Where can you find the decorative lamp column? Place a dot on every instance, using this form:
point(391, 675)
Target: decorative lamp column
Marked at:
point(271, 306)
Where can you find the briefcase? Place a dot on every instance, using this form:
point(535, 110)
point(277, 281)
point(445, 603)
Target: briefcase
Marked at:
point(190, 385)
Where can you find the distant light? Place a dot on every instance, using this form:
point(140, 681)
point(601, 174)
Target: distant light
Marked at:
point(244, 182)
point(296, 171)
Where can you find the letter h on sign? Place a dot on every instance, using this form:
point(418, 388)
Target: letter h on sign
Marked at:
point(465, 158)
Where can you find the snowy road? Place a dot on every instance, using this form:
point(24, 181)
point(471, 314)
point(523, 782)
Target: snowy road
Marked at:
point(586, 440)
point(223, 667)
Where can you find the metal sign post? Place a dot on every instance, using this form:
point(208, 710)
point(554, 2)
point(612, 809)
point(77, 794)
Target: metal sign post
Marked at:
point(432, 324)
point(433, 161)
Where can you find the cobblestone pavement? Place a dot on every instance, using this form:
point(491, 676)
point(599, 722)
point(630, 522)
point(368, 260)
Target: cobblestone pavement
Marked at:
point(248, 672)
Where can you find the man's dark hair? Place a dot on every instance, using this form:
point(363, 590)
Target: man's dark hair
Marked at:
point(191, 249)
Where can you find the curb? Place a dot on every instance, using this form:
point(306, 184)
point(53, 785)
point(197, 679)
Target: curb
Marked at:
-- -- --
> [Exercise brief]: Starting at the line in the records above that contains "point(535, 110)", output every line up to and including the last one, with nothing added.

> [Completed exercise]:
point(535, 110)
point(277, 281)
point(445, 603)
Target: briefcase
Marked at:
point(190, 385)
Where can you find the distant light? Place a dot on every instance, using this form:
point(140, 681)
point(601, 174)
Target: distant light
Marked at:
point(244, 182)
point(296, 171)
Where can you find the letter h on sign? Place a dot on every instance, using this form:
point(418, 388)
Target: letter h on sign
Marked at:
point(465, 158)
Where can you find the snowy road? Place a dot on every instance, using this form:
point(24, 181)
point(471, 314)
point(523, 782)
Target: snowy road
Marked at:
point(586, 440)
point(223, 667)
Where can you find the metal sign post? Place a dot on every instance, using this form:
point(208, 710)
point(554, 2)
point(612, 809)
point(77, 794)
Target: metal sign post
Marked at:
point(432, 324)
point(433, 161)
Where can you find the cobblestone pavement? Place a dot on every instance, using this form:
point(491, 676)
point(599, 722)
point(630, 522)
point(368, 260)
Target: cobblestone pavement
Marked at:
point(248, 672)
Where can you find the man's dark hair? Place a dot on every instance, using this form:
point(363, 590)
Target: man's dark hair
Marked at:
point(191, 249)
Where can you find the curb? Place a dot on every instance, using this form:
point(306, 184)
point(53, 785)
point(197, 679)
Target: curb
Marked at:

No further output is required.